**** Dataset entries

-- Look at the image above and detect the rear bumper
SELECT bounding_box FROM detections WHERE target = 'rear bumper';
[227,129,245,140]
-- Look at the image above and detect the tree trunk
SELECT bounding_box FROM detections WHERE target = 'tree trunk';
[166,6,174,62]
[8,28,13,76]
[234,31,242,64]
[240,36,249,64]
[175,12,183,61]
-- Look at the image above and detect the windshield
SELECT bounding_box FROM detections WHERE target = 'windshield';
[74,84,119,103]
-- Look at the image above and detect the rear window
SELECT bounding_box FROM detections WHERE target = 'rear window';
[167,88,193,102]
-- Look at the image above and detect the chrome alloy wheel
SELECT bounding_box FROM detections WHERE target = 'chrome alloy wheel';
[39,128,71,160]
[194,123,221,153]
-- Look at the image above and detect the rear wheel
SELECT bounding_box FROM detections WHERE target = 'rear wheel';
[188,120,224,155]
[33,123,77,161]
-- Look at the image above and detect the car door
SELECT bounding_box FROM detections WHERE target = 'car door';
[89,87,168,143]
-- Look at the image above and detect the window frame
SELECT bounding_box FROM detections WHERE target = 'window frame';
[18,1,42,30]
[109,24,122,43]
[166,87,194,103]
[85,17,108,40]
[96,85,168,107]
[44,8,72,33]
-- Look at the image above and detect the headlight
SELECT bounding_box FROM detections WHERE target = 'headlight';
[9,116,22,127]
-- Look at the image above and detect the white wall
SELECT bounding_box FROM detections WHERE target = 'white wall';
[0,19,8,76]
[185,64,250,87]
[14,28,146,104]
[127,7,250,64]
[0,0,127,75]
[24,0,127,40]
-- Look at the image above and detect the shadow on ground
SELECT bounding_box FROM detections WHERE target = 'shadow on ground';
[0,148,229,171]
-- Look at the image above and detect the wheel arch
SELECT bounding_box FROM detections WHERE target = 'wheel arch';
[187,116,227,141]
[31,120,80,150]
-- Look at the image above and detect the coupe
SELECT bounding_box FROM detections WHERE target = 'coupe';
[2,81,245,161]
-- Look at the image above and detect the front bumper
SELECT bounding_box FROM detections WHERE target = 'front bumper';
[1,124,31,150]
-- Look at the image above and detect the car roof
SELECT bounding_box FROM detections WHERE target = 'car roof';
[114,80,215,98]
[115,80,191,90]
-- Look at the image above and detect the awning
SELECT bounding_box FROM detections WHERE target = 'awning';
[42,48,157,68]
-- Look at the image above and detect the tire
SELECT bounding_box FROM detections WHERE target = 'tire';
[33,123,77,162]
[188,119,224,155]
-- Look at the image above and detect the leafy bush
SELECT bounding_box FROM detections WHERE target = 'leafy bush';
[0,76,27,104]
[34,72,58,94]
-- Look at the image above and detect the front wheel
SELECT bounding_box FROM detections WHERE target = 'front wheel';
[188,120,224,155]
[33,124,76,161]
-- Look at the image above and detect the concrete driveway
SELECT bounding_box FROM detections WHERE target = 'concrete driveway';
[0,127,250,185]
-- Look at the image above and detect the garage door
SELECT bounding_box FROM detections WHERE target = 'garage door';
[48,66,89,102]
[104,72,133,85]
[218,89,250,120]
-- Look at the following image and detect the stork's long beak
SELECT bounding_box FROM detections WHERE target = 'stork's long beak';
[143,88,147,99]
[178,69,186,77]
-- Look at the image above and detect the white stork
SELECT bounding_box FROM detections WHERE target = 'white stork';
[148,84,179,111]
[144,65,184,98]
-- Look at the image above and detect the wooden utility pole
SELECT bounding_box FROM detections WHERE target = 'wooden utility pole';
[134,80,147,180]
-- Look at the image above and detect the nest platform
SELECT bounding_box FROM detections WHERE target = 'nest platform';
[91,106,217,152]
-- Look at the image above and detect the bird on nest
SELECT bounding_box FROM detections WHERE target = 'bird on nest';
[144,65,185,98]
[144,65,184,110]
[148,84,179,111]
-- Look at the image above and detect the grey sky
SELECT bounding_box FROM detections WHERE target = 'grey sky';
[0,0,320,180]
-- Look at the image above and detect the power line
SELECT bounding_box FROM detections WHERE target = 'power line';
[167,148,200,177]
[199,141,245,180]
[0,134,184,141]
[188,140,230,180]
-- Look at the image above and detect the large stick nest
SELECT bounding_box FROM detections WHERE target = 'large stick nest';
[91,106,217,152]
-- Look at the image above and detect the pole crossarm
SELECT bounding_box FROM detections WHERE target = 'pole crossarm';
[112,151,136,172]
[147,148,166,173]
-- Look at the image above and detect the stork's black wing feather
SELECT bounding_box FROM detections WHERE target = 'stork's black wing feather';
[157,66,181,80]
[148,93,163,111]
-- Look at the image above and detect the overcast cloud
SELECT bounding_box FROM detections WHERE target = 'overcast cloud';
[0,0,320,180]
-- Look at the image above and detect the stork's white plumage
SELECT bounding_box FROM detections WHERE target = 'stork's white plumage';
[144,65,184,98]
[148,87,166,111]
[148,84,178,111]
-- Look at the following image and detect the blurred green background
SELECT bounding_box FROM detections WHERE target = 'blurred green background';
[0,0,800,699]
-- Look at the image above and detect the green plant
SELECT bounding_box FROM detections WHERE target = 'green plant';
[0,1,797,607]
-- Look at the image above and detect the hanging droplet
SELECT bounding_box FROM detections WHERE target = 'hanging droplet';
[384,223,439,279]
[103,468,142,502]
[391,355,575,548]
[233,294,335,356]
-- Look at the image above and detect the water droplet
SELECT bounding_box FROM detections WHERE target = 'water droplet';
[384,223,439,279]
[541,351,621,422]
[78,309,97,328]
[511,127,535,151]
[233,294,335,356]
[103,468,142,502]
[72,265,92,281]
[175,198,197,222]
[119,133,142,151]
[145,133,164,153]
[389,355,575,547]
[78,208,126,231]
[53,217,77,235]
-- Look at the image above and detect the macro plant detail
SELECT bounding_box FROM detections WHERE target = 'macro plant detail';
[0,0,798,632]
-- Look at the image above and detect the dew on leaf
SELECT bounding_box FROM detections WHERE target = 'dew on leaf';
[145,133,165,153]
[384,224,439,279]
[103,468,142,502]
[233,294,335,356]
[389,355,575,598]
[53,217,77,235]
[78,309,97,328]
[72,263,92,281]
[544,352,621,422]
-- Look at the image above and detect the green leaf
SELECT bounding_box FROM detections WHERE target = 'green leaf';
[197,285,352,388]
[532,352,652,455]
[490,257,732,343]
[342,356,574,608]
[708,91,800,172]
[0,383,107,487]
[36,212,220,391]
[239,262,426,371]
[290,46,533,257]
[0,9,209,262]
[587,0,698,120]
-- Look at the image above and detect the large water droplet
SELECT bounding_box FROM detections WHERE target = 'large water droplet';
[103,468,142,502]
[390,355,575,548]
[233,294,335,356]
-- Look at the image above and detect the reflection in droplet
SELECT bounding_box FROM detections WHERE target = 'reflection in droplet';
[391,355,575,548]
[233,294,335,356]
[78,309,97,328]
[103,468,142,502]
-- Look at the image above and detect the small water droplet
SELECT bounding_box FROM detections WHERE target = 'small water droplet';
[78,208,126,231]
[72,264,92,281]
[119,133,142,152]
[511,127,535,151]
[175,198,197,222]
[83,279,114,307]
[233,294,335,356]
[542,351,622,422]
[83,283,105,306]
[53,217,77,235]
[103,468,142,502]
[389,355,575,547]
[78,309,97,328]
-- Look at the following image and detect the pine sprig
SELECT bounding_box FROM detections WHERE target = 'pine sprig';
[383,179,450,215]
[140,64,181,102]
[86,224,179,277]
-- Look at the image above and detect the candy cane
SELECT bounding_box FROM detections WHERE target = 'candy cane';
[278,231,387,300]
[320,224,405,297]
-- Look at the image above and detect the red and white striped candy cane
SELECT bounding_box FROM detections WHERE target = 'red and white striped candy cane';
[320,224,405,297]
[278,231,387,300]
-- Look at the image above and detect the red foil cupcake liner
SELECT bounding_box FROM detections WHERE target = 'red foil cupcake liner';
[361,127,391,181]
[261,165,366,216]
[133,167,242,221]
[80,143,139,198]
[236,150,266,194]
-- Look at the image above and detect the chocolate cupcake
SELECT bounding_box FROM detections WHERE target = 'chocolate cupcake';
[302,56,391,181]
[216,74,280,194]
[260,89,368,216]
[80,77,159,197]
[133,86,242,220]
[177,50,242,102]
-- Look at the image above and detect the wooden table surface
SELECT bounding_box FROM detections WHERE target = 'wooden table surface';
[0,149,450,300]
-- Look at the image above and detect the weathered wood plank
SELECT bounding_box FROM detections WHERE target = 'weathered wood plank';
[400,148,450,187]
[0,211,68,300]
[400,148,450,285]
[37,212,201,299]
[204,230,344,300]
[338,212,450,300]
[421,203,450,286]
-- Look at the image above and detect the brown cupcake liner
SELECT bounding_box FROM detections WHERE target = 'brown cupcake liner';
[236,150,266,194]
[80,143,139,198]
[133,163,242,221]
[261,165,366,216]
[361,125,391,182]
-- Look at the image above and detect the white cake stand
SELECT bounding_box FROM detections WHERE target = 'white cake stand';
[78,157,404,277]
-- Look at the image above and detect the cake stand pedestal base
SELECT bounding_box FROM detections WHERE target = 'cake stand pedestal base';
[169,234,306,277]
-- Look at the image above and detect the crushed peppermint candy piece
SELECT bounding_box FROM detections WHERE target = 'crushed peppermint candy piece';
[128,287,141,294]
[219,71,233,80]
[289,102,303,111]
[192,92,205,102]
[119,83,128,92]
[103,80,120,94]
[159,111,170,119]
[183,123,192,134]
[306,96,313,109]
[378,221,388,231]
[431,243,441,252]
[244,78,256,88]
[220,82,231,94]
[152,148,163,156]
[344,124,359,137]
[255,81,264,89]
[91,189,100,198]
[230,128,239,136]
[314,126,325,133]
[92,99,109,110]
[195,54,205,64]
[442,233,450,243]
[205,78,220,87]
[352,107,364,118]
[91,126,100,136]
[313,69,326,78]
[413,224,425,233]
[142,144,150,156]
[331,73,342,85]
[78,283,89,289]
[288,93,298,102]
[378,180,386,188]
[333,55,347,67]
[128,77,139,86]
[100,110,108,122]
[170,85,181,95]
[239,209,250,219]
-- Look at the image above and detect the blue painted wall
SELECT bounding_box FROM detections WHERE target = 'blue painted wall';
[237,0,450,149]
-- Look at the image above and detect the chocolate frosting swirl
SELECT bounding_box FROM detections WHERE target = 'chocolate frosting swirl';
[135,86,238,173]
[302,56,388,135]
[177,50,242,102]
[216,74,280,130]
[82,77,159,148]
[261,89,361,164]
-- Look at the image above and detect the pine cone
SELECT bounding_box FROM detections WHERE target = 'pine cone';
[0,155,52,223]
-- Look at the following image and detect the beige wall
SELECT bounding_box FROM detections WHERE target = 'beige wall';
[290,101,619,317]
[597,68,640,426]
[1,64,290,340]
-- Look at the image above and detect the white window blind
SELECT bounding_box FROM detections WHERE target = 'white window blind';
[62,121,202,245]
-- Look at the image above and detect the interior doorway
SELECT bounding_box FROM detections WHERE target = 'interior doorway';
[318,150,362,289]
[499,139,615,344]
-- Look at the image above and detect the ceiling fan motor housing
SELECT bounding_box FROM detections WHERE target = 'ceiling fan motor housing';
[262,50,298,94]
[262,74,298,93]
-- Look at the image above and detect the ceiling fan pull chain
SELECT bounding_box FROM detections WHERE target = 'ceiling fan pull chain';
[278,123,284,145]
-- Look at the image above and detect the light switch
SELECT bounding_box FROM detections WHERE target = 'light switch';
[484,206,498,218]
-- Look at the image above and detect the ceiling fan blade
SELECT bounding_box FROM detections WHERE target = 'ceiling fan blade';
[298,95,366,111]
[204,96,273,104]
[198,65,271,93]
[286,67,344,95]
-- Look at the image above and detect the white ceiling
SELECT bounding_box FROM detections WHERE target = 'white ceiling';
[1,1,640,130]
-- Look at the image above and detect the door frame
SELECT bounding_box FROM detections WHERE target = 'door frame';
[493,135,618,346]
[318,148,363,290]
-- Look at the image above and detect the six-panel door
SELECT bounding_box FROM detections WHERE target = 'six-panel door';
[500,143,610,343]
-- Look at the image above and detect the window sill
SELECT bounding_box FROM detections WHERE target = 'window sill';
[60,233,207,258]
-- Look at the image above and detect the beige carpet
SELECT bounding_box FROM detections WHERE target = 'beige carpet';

********

#### Task to complete
Reproduce the lines word for word, beginning with the line that contains "-- Look at the image above and detect the window sill" and continuing through the last line.

#### Reply to the exercise
-- Look at the image above and detect the window sill
SELECT bounding_box FROM detections WHERE target = 'window sill';
[60,233,207,258]
-- Look at the image above and detect the beige carpet
SELECT bounding_box FROM detections WHERE target = 'beige carpet';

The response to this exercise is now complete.